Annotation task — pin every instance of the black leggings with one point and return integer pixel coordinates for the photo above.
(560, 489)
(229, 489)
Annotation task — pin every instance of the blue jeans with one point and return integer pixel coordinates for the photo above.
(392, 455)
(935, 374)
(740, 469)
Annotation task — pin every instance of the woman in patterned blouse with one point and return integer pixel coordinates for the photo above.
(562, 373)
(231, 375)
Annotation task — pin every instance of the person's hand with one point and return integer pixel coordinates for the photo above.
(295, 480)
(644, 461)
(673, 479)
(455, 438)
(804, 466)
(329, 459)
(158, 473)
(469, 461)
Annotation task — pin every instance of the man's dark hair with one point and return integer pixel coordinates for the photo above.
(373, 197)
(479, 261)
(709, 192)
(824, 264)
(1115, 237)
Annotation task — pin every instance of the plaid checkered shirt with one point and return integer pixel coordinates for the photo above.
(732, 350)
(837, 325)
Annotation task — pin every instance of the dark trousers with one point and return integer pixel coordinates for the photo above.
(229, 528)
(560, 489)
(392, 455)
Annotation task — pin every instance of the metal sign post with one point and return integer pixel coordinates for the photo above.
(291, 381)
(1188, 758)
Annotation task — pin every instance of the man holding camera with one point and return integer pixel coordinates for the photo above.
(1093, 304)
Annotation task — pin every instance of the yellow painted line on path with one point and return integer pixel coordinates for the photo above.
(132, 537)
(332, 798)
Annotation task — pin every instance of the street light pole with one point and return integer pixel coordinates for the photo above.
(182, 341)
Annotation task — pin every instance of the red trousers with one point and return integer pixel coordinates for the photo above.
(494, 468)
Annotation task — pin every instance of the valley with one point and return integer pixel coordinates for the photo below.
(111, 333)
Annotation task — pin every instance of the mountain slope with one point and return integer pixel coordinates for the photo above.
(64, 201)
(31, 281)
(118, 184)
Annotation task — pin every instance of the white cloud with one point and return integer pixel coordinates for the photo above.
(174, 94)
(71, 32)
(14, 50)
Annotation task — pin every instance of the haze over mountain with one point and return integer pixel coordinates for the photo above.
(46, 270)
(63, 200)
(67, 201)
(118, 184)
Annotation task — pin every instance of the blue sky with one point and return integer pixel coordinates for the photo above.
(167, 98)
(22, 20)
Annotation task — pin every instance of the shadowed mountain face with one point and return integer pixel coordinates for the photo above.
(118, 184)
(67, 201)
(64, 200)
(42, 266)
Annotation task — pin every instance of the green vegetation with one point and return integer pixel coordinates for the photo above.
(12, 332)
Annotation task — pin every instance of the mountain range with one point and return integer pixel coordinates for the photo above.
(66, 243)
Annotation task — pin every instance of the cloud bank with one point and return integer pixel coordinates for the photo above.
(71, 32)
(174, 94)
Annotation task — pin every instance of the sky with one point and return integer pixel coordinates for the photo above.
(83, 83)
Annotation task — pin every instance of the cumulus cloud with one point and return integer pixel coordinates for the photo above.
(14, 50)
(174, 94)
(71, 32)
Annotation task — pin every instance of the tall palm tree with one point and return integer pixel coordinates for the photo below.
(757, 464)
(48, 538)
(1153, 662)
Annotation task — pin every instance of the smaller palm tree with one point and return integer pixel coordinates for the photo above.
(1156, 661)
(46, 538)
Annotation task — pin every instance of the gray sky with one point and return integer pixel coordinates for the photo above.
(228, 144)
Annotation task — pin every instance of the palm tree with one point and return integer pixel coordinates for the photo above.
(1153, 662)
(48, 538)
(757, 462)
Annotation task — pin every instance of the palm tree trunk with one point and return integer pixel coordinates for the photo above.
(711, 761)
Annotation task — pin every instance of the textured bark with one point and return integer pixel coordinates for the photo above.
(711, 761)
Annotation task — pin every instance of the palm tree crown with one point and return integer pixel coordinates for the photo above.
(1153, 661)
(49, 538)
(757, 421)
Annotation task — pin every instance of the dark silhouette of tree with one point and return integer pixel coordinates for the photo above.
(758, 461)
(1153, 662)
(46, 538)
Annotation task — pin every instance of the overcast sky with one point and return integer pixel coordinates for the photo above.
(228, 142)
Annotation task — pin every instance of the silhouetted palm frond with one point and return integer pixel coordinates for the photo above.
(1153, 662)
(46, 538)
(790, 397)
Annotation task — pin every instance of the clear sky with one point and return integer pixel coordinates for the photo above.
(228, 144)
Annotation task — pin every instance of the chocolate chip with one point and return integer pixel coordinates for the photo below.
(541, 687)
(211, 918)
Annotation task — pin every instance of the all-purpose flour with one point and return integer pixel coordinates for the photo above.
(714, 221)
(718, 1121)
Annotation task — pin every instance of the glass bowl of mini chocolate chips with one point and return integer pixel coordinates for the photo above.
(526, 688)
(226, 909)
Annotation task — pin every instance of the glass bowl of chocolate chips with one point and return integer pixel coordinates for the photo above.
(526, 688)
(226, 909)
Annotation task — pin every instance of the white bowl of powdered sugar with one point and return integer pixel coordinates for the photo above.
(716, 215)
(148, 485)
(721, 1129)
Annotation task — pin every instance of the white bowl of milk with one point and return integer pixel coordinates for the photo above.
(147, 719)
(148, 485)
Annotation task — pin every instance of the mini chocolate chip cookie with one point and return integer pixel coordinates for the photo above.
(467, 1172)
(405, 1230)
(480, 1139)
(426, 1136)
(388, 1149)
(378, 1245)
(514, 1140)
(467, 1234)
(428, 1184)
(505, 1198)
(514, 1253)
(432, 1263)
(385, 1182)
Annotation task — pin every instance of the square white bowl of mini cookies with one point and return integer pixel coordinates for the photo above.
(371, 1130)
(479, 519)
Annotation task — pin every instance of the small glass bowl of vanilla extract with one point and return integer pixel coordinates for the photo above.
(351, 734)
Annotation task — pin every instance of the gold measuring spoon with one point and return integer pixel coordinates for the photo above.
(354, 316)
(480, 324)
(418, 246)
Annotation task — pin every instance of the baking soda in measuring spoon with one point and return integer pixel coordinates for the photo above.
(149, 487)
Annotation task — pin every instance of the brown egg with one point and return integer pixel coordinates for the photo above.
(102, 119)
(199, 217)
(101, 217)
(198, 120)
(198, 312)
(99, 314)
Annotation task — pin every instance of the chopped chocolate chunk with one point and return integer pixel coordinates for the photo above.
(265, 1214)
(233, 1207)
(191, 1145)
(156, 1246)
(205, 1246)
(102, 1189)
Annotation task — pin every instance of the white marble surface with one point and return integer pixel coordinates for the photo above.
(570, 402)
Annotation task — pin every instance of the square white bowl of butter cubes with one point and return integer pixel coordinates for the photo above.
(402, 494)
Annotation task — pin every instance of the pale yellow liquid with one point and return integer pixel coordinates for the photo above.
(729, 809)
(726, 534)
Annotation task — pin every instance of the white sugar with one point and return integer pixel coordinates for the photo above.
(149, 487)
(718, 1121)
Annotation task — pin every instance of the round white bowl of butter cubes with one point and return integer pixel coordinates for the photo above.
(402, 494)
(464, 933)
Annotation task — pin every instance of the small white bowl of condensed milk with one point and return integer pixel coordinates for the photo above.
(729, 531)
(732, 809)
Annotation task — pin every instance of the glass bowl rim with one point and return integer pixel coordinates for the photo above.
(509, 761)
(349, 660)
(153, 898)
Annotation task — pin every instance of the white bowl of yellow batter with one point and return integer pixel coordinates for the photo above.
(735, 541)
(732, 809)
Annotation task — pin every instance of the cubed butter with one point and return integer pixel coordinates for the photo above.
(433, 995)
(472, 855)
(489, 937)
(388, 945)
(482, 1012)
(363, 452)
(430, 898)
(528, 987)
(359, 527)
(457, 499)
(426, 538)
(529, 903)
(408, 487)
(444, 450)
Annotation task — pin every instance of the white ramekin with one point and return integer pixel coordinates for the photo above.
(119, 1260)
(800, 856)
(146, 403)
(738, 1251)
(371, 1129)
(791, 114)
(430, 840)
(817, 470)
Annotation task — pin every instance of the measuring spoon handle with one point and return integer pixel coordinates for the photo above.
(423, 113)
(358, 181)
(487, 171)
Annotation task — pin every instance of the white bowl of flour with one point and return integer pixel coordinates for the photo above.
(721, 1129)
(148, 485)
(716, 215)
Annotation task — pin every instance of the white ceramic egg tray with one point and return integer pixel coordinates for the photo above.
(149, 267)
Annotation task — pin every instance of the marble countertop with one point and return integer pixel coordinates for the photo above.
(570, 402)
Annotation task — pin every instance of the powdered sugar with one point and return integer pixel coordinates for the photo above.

*-*-*

**What is required:** Counting the line that contains "Annotation task — pin every instance of the white ceramic" as the first, copy exactly every line through the end of the records, and nothing else.

**Task answer:**
Annotation task — pin every instance of the white ceramic egg tray with one point and return integer pixel coordinates for the photo above.
(149, 267)
Annotation task — pin every instance of the marble countertop with one point and return integer pixel coordinates for the photo above.
(570, 402)
Annotation task — pin every instance of the powdered sugar with one point and return integer pixel coordinates for the photo above.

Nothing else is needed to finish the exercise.